Entries shown:
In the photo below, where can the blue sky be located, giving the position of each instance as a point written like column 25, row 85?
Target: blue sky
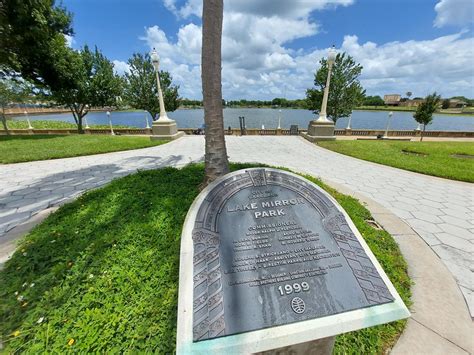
column 272, row 47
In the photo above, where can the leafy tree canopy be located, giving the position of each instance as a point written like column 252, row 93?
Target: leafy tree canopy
column 92, row 82
column 373, row 101
column 424, row 112
column 32, row 39
column 11, row 91
column 141, row 89
column 345, row 91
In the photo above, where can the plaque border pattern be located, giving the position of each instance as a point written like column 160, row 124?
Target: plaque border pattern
column 208, row 302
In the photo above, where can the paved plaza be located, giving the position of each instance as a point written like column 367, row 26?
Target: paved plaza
column 439, row 210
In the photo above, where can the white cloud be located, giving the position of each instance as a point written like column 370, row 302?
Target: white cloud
column 257, row 62
column 69, row 40
column 443, row 64
column 454, row 12
column 121, row 67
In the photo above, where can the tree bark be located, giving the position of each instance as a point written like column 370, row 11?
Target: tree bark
column 4, row 122
column 216, row 162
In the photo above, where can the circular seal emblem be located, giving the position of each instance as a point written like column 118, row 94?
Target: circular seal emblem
column 298, row 305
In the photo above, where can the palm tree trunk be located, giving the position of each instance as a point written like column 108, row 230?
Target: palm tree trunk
column 216, row 160
column 4, row 122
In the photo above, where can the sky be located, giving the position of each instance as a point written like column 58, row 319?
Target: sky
column 272, row 48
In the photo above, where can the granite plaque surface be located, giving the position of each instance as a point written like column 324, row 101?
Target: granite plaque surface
column 270, row 248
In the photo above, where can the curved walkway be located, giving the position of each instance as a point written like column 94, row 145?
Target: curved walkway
column 439, row 210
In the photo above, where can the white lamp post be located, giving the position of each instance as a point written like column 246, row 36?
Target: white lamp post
column 155, row 59
column 85, row 118
column 28, row 119
column 390, row 114
column 349, row 122
column 146, row 120
column 322, row 113
column 110, row 124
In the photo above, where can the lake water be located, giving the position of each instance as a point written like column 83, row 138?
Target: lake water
column 255, row 118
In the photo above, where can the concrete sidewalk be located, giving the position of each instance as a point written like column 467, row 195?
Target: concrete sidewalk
column 439, row 210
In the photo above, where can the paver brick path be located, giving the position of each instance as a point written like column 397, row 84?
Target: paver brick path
column 440, row 210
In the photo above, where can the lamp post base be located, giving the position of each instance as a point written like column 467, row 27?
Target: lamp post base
column 320, row 131
column 167, row 130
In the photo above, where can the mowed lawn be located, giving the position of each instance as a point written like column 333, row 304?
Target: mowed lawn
column 15, row 149
column 101, row 274
column 450, row 160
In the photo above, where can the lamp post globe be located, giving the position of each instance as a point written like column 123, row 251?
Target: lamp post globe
column 155, row 60
column 332, row 55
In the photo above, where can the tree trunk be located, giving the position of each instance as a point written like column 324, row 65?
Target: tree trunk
column 216, row 160
column 4, row 122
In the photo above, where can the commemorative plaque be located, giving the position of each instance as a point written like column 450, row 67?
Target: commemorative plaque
column 264, row 248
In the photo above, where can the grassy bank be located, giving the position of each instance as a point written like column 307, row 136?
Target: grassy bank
column 101, row 274
column 46, row 124
column 451, row 160
column 15, row 149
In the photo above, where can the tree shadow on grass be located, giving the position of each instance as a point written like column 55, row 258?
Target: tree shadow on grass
column 30, row 137
column 104, row 268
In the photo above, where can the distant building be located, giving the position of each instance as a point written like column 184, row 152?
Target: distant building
column 392, row 99
column 412, row 103
column 456, row 103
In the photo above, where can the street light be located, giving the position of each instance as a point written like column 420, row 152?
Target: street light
column 146, row 120
column 155, row 59
column 322, row 114
column 110, row 124
column 85, row 118
column 390, row 114
column 349, row 122
column 28, row 119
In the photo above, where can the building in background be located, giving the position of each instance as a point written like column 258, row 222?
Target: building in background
column 392, row 99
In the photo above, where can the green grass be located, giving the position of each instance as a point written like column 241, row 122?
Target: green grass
column 15, row 149
column 431, row 158
column 46, row 124
column 104, row 271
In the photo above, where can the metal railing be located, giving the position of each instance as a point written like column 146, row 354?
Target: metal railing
column 248, row 131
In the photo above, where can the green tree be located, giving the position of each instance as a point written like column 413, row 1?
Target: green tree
column 11, row 91
column 91, row 82
column 424, row 112
column 445, row 104
column 141, row 90
column 216, row 161
column 345, row 92
column 373, row 101
column 32, row 39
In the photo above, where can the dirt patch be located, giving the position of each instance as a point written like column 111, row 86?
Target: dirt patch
column 409, row 152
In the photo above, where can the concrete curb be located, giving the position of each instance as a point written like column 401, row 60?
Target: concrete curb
column 440, row 321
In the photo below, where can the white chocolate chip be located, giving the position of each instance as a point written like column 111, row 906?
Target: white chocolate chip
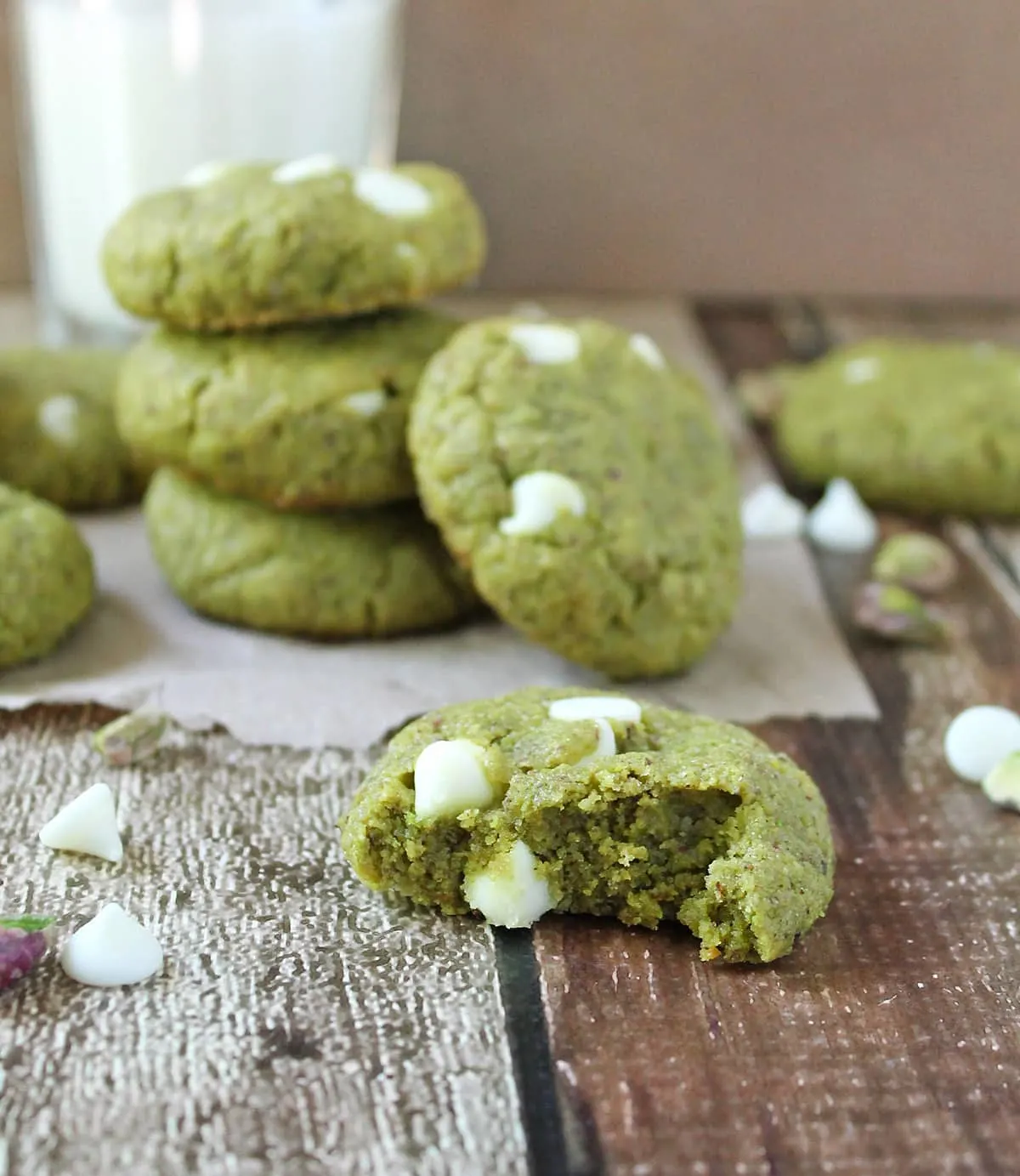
column 1001, row 786
column 842, row 522
column 647, row 349
column 86, row 826
column 510, row 892
column 206, row 173
column 538, row 499
column 596, row 706
column 547, row 343
column 392, row 193
column 605, row 745
column 450, row 777
column 59, row 419
column 113, row 949
column 771, row 513
column 312, row 168
column 366, row 404
column 862, row 371
column 979, row 739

Task instructions:
The word is "below". Copy every line above where it appears.

Completed exercise:
In the photo below, where can the blue sky be located, giving the position of each instance as a point written like column 25, row 85?
In the photo below, where can the white chocolate chip be located, giving the position of each instance as a point written like column 111, row 906?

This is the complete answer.